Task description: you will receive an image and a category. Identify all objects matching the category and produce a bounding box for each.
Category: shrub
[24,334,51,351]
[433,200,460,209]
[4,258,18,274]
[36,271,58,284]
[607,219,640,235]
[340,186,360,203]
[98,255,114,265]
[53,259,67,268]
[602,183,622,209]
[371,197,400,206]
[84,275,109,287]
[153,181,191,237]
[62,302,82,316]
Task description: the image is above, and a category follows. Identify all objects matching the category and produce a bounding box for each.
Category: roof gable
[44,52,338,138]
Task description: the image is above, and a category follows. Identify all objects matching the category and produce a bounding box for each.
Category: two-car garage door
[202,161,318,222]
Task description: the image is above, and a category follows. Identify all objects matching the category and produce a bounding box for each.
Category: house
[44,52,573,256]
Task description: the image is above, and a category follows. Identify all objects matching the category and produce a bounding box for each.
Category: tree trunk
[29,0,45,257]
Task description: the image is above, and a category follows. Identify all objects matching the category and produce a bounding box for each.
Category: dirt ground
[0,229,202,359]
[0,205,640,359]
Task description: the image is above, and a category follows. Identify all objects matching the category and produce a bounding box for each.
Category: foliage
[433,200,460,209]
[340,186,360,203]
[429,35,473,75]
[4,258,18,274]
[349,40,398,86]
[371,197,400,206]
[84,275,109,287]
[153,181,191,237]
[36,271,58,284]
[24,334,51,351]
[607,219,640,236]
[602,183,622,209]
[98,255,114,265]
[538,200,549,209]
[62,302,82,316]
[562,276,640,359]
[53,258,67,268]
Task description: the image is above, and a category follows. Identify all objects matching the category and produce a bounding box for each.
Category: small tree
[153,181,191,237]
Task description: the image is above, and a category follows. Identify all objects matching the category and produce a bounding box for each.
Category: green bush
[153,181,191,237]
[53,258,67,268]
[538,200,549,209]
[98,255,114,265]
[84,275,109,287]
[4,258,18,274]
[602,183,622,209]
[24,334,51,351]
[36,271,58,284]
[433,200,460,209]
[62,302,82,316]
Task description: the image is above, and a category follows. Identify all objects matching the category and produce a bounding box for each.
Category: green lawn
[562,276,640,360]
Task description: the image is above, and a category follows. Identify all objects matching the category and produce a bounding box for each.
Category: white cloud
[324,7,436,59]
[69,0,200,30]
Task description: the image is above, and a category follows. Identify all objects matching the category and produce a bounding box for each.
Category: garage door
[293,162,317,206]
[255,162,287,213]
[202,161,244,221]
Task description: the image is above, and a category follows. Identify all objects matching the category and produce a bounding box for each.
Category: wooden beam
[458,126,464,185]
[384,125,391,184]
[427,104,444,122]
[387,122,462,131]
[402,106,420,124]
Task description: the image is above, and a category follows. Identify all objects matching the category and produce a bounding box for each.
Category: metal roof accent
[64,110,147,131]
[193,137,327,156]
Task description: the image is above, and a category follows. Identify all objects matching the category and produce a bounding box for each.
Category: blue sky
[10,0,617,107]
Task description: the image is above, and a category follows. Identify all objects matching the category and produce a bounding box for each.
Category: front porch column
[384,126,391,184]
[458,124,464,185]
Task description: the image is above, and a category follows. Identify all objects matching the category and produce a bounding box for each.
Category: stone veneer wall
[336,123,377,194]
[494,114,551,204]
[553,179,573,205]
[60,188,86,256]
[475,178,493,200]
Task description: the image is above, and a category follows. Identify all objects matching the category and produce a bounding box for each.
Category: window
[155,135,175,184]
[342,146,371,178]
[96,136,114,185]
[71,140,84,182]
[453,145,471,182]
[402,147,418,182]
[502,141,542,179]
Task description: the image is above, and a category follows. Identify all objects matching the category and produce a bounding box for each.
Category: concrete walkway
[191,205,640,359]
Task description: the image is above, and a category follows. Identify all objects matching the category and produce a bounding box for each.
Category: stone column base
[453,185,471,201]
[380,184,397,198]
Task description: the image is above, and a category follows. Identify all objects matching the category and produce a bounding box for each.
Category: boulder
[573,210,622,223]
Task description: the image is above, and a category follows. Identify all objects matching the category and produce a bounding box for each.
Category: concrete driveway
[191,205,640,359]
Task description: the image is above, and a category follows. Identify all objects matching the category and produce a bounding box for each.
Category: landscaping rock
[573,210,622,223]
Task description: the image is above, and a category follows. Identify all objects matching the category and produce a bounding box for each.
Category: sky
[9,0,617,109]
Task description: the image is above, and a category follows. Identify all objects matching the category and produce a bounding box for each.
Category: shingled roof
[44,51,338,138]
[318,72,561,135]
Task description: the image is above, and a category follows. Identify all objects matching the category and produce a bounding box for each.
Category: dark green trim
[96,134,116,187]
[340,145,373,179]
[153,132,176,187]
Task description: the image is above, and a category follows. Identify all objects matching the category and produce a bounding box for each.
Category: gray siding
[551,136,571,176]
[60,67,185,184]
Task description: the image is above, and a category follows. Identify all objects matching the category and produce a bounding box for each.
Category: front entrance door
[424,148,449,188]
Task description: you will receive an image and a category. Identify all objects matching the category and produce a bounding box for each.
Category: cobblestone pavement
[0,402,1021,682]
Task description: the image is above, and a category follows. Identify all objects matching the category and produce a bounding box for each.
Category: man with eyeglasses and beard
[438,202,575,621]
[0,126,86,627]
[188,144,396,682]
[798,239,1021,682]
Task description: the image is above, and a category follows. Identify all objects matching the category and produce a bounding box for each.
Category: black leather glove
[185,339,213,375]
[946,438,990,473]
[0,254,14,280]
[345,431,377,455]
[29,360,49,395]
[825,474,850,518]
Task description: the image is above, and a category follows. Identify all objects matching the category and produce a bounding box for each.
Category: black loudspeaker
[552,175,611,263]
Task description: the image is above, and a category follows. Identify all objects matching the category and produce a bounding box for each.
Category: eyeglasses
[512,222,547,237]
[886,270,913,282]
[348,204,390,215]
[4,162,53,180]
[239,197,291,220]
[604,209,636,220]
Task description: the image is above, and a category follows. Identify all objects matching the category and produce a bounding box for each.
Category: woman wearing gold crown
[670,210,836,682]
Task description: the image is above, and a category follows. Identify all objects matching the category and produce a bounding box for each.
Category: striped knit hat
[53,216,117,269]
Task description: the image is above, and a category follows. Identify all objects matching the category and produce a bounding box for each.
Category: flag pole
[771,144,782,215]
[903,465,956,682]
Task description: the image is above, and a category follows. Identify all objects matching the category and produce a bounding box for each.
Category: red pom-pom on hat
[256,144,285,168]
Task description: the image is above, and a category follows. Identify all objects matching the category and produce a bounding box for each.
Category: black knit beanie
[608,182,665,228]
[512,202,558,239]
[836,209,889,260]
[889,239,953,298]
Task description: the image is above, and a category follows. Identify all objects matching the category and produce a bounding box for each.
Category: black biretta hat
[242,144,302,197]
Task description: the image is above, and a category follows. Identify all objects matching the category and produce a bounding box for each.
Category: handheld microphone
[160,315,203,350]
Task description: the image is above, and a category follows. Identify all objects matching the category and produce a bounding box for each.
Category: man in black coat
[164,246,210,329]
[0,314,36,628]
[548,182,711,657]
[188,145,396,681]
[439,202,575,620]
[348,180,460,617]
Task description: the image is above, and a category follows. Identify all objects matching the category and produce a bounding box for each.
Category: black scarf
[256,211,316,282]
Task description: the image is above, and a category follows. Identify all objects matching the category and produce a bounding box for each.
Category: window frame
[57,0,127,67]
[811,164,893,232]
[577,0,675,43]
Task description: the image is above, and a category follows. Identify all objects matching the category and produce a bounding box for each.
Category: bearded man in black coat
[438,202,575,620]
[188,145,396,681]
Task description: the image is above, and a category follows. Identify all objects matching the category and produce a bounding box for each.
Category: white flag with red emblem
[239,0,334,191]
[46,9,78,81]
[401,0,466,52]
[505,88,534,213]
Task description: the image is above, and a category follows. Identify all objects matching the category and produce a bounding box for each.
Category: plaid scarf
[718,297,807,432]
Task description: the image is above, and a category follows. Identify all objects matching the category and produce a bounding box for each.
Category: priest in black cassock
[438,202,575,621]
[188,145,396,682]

◆ **TASK PROMPT**
Gather every line in the items above that contains the word "roof", and copy each one in full.

◆ **SOLVED PROBLEM**
Category: roof gable
Category: metal roof accent
Category: shingled roof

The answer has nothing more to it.